_Вопросы по материалу_:
1. Ответьте по рецензии на следующие вопросы, каждый ответ дайте с новой строки с той же буквой.
(a) До какого времени, согласно работам некоторых исследователей, в России были отдельные студенты, а не студенчество?
(b) Из скольких глав состоит монография?
(c) Какая глава монографии посвящена быту студентов и как она называется?
2. Перепечатайте из рецензии фрагмент без изменений, начиная со слов «1 Иванов А.» и продолжая до слов «студенчества. М., 2010.» включительно.

_Выбранный отрывок_:
- - - - - - -
Рец.: Феофанов А. М. Студенчество Московского университета XVIII — первой четверти XIX века. М.: Изд-во ПСТГУ, 2011. 253 с., с илл.
В настоящее время русское дореволюционное студенчество понимается как массовая социальная группа, состоящая из представителей всех сословий, для которой характерно групповое самосознание, специфическая субкультура и нормы жизни, а также возрастная однородность, которой не имели другие социальнопрофессиональные группы в России1. Однако если это определение и верно, то оно применимо лишь к русскому студенчеству рубежа XIX — начала ХХ в., прошедшего через определенные этапы своего развития, стремящегося к объединению, осознанию общности стоящих перед молодым человеком задач. Для такого студенчества характерна даже программа больших и малых дел, политических, социальных и культурных проектов. Но применим ли подобный взгляд к русскому студенчеству дореформенного периода? Ведь, согласно работам некоторых исследователей, вплоть до 40-х гг. XIX в. в России если и были, то отдельные студенты, а не студенчество2.
Ответы на многие из этих вопросов можно найти в первой монографии выпускника исторического факультета ПСТГУ, лауреата Макарьевской премии 2009 г. А. М. Феофанова. Работа состоит из пяти глав, каждая из которых раскрывает определенные аспекты развития московского студенчества в ранний период его истории — от основания Московского университета и фактически до введения в действие устава 1835 г. Автор уделяет в своей работе пристальное внимание проблемам организации студенческого учебного процесса (гл. 2. Учебный процесс в Московском университете), быта (гл. 3. Быт Московского студенчества), истории студенческих обществ (гл. 4. Студенческие общества и литературная деятельность Московского университета), карьерным траекториям его учеников (гл. 5. Карьера выпускников Московского университета). Но прежде всего в работе Феофанова комплексно решен вопрос о количественном росте студентов Московского университета за первые 80 лет его существования (гл. 1. Численность и социальный состав студентов Московского университета). Собственно говоря, успешное раскрытие этого вопроса позволяет по-новому взглянуть на проблемы становления «университета для России» в изучаемую эпоху.
1 Иванов А. Е. Студенчество России конца XIX — начала XX в. Социально-историческая судьба. М., 1999; Он же. Студенческая корпорация России конца XIX — начала XX в. Опыт культурной и политической самоорганизации. М., 2004; Он же. Мир российского студенчества. М., 2010.
- - - - - - -
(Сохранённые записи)

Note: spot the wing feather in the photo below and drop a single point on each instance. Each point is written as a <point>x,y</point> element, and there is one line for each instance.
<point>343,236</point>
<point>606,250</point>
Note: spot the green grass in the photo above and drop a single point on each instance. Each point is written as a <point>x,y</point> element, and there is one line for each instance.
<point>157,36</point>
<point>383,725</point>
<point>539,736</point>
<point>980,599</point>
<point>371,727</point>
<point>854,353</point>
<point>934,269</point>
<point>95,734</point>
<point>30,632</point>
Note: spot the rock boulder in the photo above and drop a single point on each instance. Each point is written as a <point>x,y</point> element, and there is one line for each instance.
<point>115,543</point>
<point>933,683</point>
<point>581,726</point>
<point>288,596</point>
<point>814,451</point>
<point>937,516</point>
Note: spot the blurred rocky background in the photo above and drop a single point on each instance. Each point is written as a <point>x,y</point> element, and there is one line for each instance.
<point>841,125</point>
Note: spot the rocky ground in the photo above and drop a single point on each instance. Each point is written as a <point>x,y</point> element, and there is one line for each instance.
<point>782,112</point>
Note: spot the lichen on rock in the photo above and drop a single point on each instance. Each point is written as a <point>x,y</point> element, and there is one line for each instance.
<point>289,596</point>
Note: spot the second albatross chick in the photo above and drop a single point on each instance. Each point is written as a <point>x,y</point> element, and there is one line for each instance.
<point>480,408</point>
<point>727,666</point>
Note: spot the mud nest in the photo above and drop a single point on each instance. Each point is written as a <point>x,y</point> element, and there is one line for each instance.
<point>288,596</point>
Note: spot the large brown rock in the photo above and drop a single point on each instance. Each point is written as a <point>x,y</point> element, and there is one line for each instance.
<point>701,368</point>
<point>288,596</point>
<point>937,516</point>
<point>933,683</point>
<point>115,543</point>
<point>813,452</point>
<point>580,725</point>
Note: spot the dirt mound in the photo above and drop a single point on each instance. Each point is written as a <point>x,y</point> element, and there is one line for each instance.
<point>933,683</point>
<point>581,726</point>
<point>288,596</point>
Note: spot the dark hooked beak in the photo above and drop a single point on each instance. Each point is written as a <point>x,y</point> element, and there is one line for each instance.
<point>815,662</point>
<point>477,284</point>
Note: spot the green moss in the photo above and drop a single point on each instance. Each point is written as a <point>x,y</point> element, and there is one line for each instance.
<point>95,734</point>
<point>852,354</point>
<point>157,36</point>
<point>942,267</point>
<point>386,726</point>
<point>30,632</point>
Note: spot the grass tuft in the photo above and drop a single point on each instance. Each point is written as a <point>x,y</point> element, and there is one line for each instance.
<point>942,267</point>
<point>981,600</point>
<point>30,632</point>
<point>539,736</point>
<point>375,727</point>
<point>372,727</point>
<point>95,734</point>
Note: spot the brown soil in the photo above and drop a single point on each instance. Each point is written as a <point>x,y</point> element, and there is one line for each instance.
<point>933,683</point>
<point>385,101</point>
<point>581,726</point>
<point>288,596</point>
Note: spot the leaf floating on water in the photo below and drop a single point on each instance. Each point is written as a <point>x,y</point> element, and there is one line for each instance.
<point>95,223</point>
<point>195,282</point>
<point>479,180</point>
- - - - - - -
_Ответы на задания_:
1.
(a) Вплоть до 40-х гг. XIX в.
(b) Из пяти глав.
(c) Третья глава, «Быт Московского студенчества».

2.
1 Иванов А. Е. Студенчество России конца XIX — начала XX в. Социально-историческая судьба. М., 1999; Он же. Студенческая корпорация России конца XIX — начала XX в. Опыт культурной и политической самоорганизации. М., 2004; Он же. Мир российского студенчества. М., 2010.